Task objective – Recast every line of the items below as a JSON list of strings, with one string per line and any blank lines left out.

-------

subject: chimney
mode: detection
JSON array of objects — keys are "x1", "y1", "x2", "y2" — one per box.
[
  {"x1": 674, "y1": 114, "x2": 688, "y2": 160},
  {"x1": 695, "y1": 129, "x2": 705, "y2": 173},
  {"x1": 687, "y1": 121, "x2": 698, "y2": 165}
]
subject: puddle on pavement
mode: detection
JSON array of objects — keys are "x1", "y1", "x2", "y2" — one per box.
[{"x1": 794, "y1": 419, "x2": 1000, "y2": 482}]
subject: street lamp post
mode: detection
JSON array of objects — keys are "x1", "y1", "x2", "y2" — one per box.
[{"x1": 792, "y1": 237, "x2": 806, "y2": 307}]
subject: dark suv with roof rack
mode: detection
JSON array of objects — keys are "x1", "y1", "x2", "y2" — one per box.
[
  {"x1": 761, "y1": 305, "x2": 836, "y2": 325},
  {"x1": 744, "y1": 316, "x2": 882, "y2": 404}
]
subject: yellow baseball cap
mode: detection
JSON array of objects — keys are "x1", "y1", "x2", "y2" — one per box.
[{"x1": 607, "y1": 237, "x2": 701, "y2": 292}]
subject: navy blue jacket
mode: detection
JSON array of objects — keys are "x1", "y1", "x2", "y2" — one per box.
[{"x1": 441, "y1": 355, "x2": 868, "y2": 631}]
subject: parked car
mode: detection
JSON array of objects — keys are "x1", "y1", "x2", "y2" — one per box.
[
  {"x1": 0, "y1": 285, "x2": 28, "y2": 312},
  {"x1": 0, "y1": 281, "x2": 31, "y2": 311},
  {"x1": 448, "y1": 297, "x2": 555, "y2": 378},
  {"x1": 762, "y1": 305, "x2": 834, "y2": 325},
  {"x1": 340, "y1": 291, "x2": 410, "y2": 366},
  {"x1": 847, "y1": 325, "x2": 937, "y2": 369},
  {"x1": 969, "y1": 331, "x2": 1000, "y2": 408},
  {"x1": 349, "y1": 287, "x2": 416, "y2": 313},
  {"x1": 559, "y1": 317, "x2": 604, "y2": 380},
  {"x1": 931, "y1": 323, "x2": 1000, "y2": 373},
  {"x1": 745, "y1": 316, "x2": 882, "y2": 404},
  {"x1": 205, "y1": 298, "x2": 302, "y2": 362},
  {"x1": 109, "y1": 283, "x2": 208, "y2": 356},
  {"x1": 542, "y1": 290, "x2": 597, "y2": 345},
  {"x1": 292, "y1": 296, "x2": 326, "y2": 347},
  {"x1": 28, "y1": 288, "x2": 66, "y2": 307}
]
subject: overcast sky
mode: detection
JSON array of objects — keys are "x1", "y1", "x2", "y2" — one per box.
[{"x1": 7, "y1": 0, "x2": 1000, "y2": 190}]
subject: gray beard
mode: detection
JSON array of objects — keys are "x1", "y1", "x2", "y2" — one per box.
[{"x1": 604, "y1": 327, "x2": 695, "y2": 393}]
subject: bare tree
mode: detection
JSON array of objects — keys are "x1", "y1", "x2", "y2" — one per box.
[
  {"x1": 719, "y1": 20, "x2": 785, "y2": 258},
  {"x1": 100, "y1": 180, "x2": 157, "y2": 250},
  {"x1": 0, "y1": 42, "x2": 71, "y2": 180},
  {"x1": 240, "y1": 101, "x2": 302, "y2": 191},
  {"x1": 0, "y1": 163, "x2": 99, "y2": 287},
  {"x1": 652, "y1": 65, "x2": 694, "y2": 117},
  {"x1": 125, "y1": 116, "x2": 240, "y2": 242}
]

-------

Answer to this exercise –
[
  "subject: chimney",
  "mode: detection",
  "JSON array of objects — keys are \"x1\", \"y1\", \"x2\", \"y2\" — one per box.",
  "[",
  "  {\"x1\": 674, \"y1\": 114, \"x2\": 688, \"y2\": 160},",
  "  {\"x1\": 695, \"y1\": 129, \"x2\": 705, \"y2\": 173},",
  "  {\"x1\": 687, \"y1\": 121, \"x2\": 698, \"y2\": 165}",
  "]",
  "subject: puddle on pavement",
  "mode: detection",
  "JSON array of objects — keys are \"x1\", \"y1\", \"x2\", \"y2\" — one per box.",
  "[{\"x1\": 794, \"y1\": 419, \"x2\": 1000, \"y2\": 482}]",
  "subject: street lamp post",
  "mode: detection",
  "JSON array of objects — keys are \"x1\", \"y1\", \"x2\", \"y2\" — one per box.",
  "[{\"x1\": 792, \"y1\": 237, \"x2\": 806, \"y2\": 307}]",
  "subject: dark suv with roof rack",
  "mode: detection",
  "JSON array of objects — keys are \"x1\", \"y1\", \"x2\", \"y2\" — one per box.",
  "[",
  "  {\"x1\": 761, \"y1\": 305, \"x2\": 836, \"y2\": 325},",
  "  {\"x1\": 744, \"y1\": 316, \"x2\": 882, \"y2\": 404}",
  "]",
  "subject: yellow baseball cap",
  "mode: detection",
  "JSON array of objects — keys are \"x1\", \"y1\", \"x2\", \"y2\" — one per box.",
  "[{\"x1\": 607, \"y1\": 237, \"x2\": 701, \"y2\": 292}]",
  "subject: navy blue jacket",
  "mode: detection",
  "JSON array of objects — keys are \"x1\", \"y1\", \"x2\", \"y2\" — one per box.",
  "[{\"x1\": 441, \"y1\": 355, \"x2\": 868, \"y2\": 631}]",
  "subject: parked car",
  "mode: detection",
  "JSON array of objects — keys are \"x1\", \"y1\", \"x2\", \"y2\" — one per box.",
  "[",
  "  {\"x1\": 0, \"y1\": 285, \"x2\": 28, \"y2\": 312},",
  "  {\"x1\": 0, \"y1\": 281, \"x2\": 31, \"y2\": 311},",
  "  {\"x1\": 448, \"y1\": 297, \"x2\": 555, \"y2\": 378},",
  "  {\"x1\": 762, \"y1\": 305, \"x2\": 834, \"y2\": 325},",
  "  {\"x1\": 340, \"y1\": 291, \"x2\": 410, \"y2\": 366},",
  "  {\"x1\": 847, \"y1\": 325, \"x2\": 937, \"y2\": 369},",
  "  {\"x1\": 969, \"y1\": 331, \"x2\": 1000, \"y2\": 408},",
  "  {\"x1\": 349, \"y1\": 287, \"x2\": 416, \"y2\": 313},",
  "  {\"x1\": 559, \"y1\": 317, \"x2\": 604, \"y2\": 380},",
  "  {\"x1\": 931, \"y1\": 323, \"x2\": 1000, \"y2\": 373},",
  "  {\"x1\": 745, \"y1\": 316, \"x2\": 882, \"y2\": 404},",
  "  {\"x1\": 205, \"y1\": 298, \"x2\": 302, \"y2\": 362},",
  "  {\"x1\": 109, \"y1\": 283, \"x2\": 208, \"y2\": 356},",
  "  {\"x1\": 542, \"y1\": 290, \"x2\": 597, \"y2\": 345},",
  "  {\"x1\": 292, \"y1\": 296, \"x2\": 326, \"y2\": 347},",
  "  {\"x1\": 28, \"y1\": 288, \"x2\": 66, \"y2\": 307}",
  "]",
  "subject: overcast sky",
  "mode: detection",
  "JSON array of objects — keys are \"x1\", \"y1\", \"x2\", \"y2\" — one per box.",
  "[{\"x1\": 7, \"y1\": 0, \"x2\": 1000, \"y2\": 190}]",
  "subject: gray beard",
  "mode: detection",
  "JSON array of objects — keys are \"x1\", \"y1\", \"x2\", \"y2\" — one per box.",
  "[{\"x1\": 604, \"y1\": 327, \"x2\": 695, \"y2\": 393}]",
  "subject: bare tree",
  "mode: detection",
  "JSON array of objects — keys are \"x1\", \"y1\", \"x2\", \"y2\" — one per box.",
  "[",
  "  {\"x1\": 719, \"y1\": 20, \"x2\": 785, \"y2\": 258},",
  "  {\"x1\": 100, \"y1\": 180, \"x2\": 157, \"y2\": 250},",
  "  {\"x1\": 0, \"y1\": 42, \"x2\": 71, \"y2\": 180},",
  "  {\"x1\": 240, \"y1\": 101, \"x2\": 302, \"y2\": 191},",
  "  {\"x1\": 0, \"y1\": 163, \"x2\": 99, \"y2\": 287},",
  "  {\"x1\": 652, \"y1\": 65, \"x2\": 694, \"y2\": 117},",
  "  {\"x1\": 125, \"y1\": 116, \"x2\": 240, \"y2\": 242}",
  "]"
]